### [CONSEGNA A]
Rispondi a queste domande sul brano, una risposta per riga:
(i) Quanti anni di crisi indica il brano e da quale anno li conta?
(ii) Di quale testata è l'indagine citata?
(iii) Quanto possedevano nel 2008 i 18 milioni di italiani più poveri?

### [BRANO ESTRATTO]
• • • • •

Nonostante le
chiacchiere a profusione dei politicanti e del governo sulle disuguaglianze, sui
“sacrifici da fare” e sulle “necessarie riforme per fare ripartire l’economia”,
le luci in fondo ai tunnel e le incertezze del futuro, una certezza c’è! nei 6
anni di crisi, dal 2008 ad oggi, anche da questa indagine di Repubblica, si
conferma la crescita della ricchezza dei ricchi e l’aumento della povertà nel
nostro paese. E tutto questo senza nemmeno Jobs Act! Pensa adesso!
Sempre tenendo
conto del modo di fare le statistiche ufficiali e delle difficoltà a “reperire
dati” come dice lo stesso giornalista,
nel 2008: 18
milioni di italiani (il 30% più povero) possedeva 114 miliardi di euro
fra immobili,
denaro liquido e risparmi investiti (e quindi, nonostante quel che dice il
giornalista non è il settore più povero!)

• • • • •

### [RIGHE DI INPUT]

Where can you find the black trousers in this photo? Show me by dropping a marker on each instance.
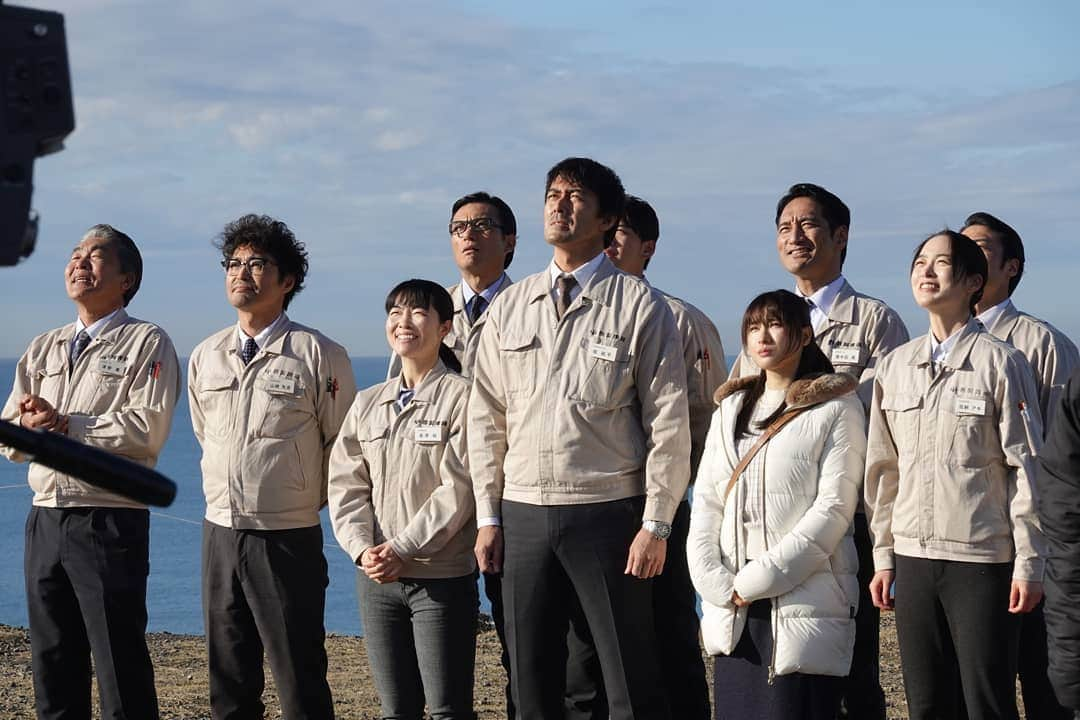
(493, 588)
(559, 555)
(863, 696)
(85, 589)
(958, 642)
(265, 589)
(677, 625)
(1039, 700)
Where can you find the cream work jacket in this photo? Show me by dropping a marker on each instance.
(403, 476)
(120, 397)
(588, 408)
(266, 429)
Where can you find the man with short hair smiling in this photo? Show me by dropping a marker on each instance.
(1052, 356)
(854, 331)
(268, 396)
(109, 381)
(579, 449)
(673, 595)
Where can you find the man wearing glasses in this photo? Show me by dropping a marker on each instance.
(267, 398)
(109, 381)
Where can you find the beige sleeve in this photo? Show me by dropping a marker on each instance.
(450, 506)
(487, 423)
(1021, 429)
(139, 429)
(349, 489)
(885, 336)
(880, 481)
(660, 379)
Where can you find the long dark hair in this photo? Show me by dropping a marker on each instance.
(794, 314)
(426, 294)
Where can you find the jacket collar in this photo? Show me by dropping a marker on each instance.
(805, 392)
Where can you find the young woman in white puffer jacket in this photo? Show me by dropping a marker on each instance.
(773, 558)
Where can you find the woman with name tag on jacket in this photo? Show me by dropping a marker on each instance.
(954, 429)
(402, 506)
(770, 547)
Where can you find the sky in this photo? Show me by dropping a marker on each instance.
(359, 123)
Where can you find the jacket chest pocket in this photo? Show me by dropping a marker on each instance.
(904, 413)
(606, 378)
(974, 437)
(281, 409)
(216, 394)
(520, 352)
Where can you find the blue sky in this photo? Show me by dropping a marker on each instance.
(360, 123)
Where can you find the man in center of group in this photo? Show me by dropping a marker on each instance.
(268, 396)
(579, 449)
(854, 331)
(674, 599)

• • • • •

### [CONSEGNA B]
Estrai dalle righe di input il tratto che va dalla riga contenente "Where can you find the blue" fino alla fine delle righe di input, estremi inclusi, riportandolo tale e quale.

### [RISPOSTA CORRETTA A]
(i) 6 anni, dal 2008.
(ii) Repubblica.
(iii) 114 miliardi di euro.

### [RISPOSTA CORRETTA B]
Where can you find the blue sky in this photo? Show me by dropping a marker on each instance.
(360, 123)
Where can you find the man in center of group in this photo? Show me by dropping a marker on each instance.
(268, 396)
(579, 449)
(854, 331)
(674, 599)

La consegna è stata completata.